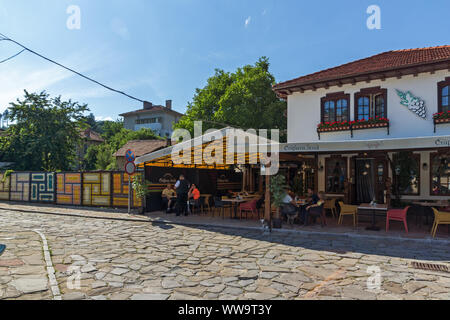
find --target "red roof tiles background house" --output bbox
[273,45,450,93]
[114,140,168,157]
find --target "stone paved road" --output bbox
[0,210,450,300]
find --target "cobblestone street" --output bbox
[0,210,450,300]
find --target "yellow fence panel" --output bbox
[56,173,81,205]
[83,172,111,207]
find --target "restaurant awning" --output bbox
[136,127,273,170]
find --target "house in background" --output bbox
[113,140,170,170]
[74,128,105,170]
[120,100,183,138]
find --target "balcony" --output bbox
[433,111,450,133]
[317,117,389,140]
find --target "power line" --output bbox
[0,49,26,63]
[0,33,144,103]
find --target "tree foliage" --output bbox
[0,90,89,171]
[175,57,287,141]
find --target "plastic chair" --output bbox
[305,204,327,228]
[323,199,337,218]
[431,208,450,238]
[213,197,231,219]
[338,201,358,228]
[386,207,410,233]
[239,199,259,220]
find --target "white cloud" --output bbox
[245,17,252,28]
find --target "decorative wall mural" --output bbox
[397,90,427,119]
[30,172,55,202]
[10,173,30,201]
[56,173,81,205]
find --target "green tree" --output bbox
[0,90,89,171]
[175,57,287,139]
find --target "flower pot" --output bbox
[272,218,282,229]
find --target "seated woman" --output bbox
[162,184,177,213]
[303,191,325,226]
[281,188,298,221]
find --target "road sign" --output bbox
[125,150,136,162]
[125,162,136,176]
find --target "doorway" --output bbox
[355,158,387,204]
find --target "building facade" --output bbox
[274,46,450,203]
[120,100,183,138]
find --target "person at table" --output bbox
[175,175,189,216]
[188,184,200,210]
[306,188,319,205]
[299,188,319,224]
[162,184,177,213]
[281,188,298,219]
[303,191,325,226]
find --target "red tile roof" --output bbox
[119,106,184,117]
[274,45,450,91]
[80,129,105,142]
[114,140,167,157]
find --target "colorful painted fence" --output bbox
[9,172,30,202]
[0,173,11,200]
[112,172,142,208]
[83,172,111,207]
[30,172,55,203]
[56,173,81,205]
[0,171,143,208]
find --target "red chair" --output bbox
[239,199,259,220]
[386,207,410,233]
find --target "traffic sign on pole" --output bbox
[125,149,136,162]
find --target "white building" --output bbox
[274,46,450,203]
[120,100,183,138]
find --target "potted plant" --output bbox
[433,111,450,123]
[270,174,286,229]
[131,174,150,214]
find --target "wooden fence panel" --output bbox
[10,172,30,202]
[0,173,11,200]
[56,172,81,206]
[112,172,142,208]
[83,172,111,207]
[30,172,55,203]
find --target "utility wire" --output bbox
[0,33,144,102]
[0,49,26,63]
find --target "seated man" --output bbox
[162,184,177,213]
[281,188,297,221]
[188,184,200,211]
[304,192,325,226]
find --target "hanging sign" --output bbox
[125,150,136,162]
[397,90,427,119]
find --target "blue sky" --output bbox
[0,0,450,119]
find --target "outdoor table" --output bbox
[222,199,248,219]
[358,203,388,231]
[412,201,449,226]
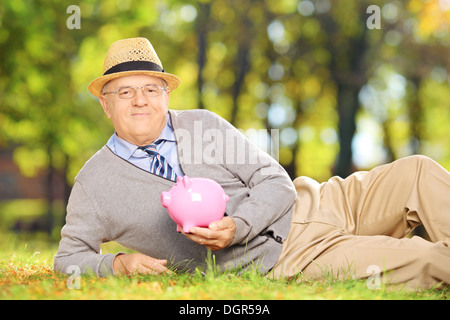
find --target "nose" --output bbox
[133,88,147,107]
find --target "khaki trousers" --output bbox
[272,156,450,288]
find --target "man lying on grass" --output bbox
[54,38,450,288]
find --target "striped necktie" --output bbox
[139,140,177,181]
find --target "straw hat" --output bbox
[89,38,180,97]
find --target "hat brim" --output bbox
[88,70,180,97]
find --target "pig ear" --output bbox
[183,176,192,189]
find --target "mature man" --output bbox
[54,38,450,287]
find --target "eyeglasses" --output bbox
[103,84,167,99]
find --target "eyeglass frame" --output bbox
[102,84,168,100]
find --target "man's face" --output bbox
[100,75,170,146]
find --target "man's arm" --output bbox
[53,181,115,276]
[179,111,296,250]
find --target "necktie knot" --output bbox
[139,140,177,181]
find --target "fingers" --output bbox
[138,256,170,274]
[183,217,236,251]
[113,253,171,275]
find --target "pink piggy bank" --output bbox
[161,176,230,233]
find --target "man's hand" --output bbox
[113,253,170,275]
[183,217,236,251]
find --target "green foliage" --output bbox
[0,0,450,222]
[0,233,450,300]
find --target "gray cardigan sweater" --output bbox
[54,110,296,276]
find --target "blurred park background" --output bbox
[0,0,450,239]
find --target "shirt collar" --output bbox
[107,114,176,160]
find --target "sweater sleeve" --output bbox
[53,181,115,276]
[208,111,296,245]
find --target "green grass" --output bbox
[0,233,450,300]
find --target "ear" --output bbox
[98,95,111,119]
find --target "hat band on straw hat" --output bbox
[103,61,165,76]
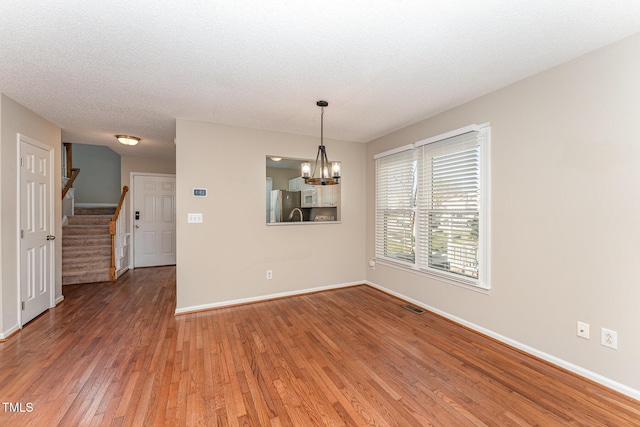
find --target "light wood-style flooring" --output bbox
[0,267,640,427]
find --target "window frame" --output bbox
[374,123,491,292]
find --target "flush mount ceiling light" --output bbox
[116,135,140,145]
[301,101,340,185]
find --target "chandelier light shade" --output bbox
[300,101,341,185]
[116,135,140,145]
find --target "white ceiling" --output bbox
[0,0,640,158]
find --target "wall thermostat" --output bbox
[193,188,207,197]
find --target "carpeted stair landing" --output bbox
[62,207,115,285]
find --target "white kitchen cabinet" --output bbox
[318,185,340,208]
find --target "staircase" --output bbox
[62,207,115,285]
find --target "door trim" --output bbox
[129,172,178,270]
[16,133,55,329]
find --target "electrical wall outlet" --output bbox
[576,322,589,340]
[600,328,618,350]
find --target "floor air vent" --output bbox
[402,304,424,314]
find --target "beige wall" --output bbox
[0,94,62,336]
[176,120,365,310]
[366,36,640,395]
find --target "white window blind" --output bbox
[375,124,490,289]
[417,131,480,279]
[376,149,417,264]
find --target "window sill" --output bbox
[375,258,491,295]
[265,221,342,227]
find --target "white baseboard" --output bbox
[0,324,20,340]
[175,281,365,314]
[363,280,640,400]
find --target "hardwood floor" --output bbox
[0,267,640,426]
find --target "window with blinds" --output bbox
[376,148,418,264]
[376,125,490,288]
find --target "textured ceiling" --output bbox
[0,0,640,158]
########################################
◆ **Goal**: Please give all the records again, substituting "box" for every "bbox" and leaving everything else unchanged. Omit the pictures from your answer.

◆ **Task result**:
find --target "red roof tiles background house" --output box
[273,45,450,93]
[114,140,168,157]
find --target "stone paved road" --output box
[0,210,450,300]
find --target "cobblestone street" --output box
[0,210,450,300]
find --target "yellow fence panel" --output box
[56,173,81,205]
[83,172,111,207]
find --target "restaurant awning" --output box
[136,127,273,170]
find --target "house in background" --output box
[113,140,170,170]
[74,128,105,170]
[120,100,183,138]
find --target "balcony" --output box
[433,111,450,133]
[317,117,389,140]
find --target "power line" --output box
[0,49,26,63]
[0,33,144,103]
find --target "tree foliage" --output box
[0,90,89,171]
[175,57,287,141]
find --target "plastic chair" --output box
[305,204,327,228]
[323,199,337,218]
[431,208,450,238]
[213,197,231,219]
[338,201,358,228]
[386,207,410,233]
[239,199,259,220]
find --target "white cloud" --output box
[245,17,252,28]
find --target "decorative wall mural" --output box
[397,90,427,119]
[30,172,55,202]
[10,173,30,201]
[56,173,81,205]
find --target "green tree" --output box
[0,90,89,171]
[175,57,287,139]
find --target "flower pot" --output box
[272,218,282,229]
find --target "seated woman" --output box
[162,184,177,213]
[303,191,325,226]
[281,188,298,221]
find --target "road sign" --output box
[125,150,136,162]
[125,162,136,176]
find --target "doorway" --output box
[355,158,387,204]
find --target "building facade" --output box
[274,46,450,203]
[120,100,183,138]
find --target "person at table" --output box
[175,175,189,216]
[188,184,200,210]
[306,188,319,205]
[299,188,319,224]
[162,184,177,213]
[281,188,298,219]
[303,191,325,226]
find --target "red tile roof" --output box
[119,106,184,117]
[274,45,450,91]
[80,129,105,142]
[114,140,167,157]
find --target "colorful painted fence" --output box
[9,172,30,202]
[0,173,11,200]
[112,172,142,208]
[83,172,111,207]
[30,172,55,203]
[56,173,81,205]
[0,171,143,208]
find --target "red chair" --output box
[239,199,259,220]
[386,207,410,233]
find --target "traffic sign on pole" --output box
[125,149,136,162]
find --target "white building" --output box
[274,46,450,203]
[120,100,183,138]
find --target "potted plant" --output box
[433,111,450,123]
[270,174,286,229]
[131,174,150,214]
find --target "wooden fence panel" --output box
[10,172,30,202]
[0,173,11,200]
[56,172,81,206]
[112,172,142,208]
[83,172,111,207]
[30,172,55,203]
find --target "utility wire" --output box
[0,33,144,102]
[0,49,26,63]
find --target "seated man" --output box
[162,184,177,213]
[281,188,297,221]
[188,184,200,211]
[304,192,325,226]
find --target "hanging sign" --output box
[125,150,136,162]
[397,90,427,119]
find --target "blue sky" --output box
[0,0,450,119]
find --target "outdoor table" --output box
[222,199,248,219]
[358,203,388,231]
[412,201,449,226]
find --target "nose" --output box
[133,88,147,107]
find --target "khaki trousers" --output box
[272,156,450,288]
find --target "man lying on grass" --output box
[54,38,450,288]
find --target "striped necktie" --output box
[139,140,177,181]
find --target "straw hat" --output box
[89,38,180,97]
find --target "hat brim" --output box
[88,70,180,97]
find --target "pig ear" --output box
[183,176,192,189]
find --target "mature man" --output box
[54,38,450,287]
find --target "eyeglasses" --output box
[103,84,167,99]
find --target "eyeglass frame" --output box
[102,84,168,100]
find --target "man's face" --output box
[100,75,170,146]
find --target "man's arm" --output box
[53,181,115,276]
[179,111,296,250]
find --target "necktie knot" --output box
[139,140,177,181]
find --target "fingers" --output box
[138,256,170,274]
[183,217,236,251]
[113,253,171,275]
find --target "pink piggy bank" --output box
[161,176,230,233]
find --target "man's hand" --output box
[113,253,170,275]
[183,217,236,251]
find --target "green foliage" --output box
[0,0,450,222]
[0,233,450,300]
find --target "gray cardigan sweater" --output box
[54,110,296,276]
find --target "blurred park background" --output box
[0,0,450,239]
find --target "shirt collar" --output box
[107,114,176,160]
find --target "sweater sleeve" --output box
[53,181,115,276]
[208,111,296,245]
find --target "green grass" --output box
[0,233,450,300]
find --target "ear" --output box
[98,95,111,119]
find --target "hat band on straw hat" --output box
[103,61,165,76]
find --target "light wood-style flooring" --output box
[0,267,640,427]
find --target "window frame" --output box
[374,123,491,292]
find --target "flush mount ceiling light" --output box
[116,135,140,145]
[301,101,340,185]
find --target "chandelier light shade" --output box
[300,101,341,185]
[116,135,140,145]
find --target "white ceiling" --output box
[0,0,640,158]
find --target "wall thermostat" --output box
[193,188,207,197]
find --target "carpeted stair landing" --output box
[62,207,115,285]
find --target "white kitchen cabinet" --output box
[318,185,340,208]
find --target "staircase" --output box
[62,207,115,285]
find --target "door trim" --output box
[129,172,178,270]
[16,133,55,329]
find --target "electrical wall outlet" --output box
[576,322,589,340]
[600,328,618,350]
find --target "floor air vent" --output box
[402,304,424,314]
find --target "beige wall" --output box
[0,94,62,336]
[176,120,365,310]
[366,36,640,395]
find --target "white window blind" --output box
[375,124,490,289]
[417,131,480,279]
[376,149,417,264]
find --target "window sill" --output box
[375,258,491,295]
[265,221,342,227]
find --target "white baseboard" --output box
[0,324,20,340]
[175,281,365,314]
[363,280,640,400]
find --target "hardwood floor" --output box
[0,267,640,426]
find --target "window with blinds" --output box
[376,148,418,264]
[376,125,490,288]
find --target "textured ceiling" --output box
[0,0,640,158]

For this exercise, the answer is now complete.